*Written instruction:*
Put every line of the data below into a JSON list of strings, one string per line, and omit any blank lines.

*Stored rows:*
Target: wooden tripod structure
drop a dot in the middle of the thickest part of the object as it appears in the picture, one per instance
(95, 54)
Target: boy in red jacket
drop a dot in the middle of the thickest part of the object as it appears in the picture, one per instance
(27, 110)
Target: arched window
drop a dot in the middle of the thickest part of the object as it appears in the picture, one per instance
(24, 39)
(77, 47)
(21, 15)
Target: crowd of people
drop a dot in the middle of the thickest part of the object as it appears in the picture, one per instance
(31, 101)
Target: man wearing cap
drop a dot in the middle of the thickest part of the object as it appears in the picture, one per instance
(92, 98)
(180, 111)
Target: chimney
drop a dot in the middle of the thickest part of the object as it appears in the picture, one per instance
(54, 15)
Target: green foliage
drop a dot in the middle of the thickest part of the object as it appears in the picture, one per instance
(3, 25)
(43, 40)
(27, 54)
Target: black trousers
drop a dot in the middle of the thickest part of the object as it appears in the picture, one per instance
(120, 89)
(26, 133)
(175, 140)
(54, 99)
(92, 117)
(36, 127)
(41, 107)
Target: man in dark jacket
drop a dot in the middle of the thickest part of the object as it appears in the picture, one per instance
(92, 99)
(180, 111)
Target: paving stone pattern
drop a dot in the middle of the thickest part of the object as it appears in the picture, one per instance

*Result:*
[
  "Target: wooden tripod structure",
  "drop a dot in the middle of the thickest part of the object as it appears in the picture, one per instance",
  "(95, 54)",
  "Target: boy in red jacket",
  "drop a dot in the middle of the thickest part of the object as it appears in the picture, one per instance",
  "(27, 110)",
  "Target: arched window",
  "drop a dot in the middle of the thickest part of the object as it appears in the picture, one per instance",
  "(24, 39)",
  "(77, 47)",
  "(21, 15)",
  "Target: crowd of people",
  "drop a dot in the middle of the thickest part of the object as it appears in the picture, one per instance",
  "(31, 101)",
  "Target: man wearing cap",
  "drop a dot in the middle of the thickest part of the object as it appears in the picture, one per instance",
  "(92, 98)",
  "(180, 111)",
  "Target: chimney",
  "drop a dot in the middle of the thickest part of the object as it appears in the picture, one per instance",
  "(54, 15)",
  "Target: green foliage",
  "drop a dot in the middle of the thickest part of the object as it appears in the picture, one per instance",
  "(3, 25)",
  "(43, 40)",
  "(27, 54)",
  "Target: black trousers",
  "drop a dot in the middle of the thickest part of the object as it appears in the picture, one per instance",
  "(120, 89)",
  "(26, 133)",
  "(175, 140)",
  "(54, 99)",
  "(92, 117)",
  "(36, 127)",
  "(41, 107)",
  "Target: man in dark jacket",
  "drop a dot in the middle of the thickest part of the object as it appears in the picture, one per instance",
  "(92, 99)",
  "(180, 111)",
  "Target: paving stone pattern",
  "drop a dot in the middle of the thickest part of the object as it appears in the picture, one per instance"
]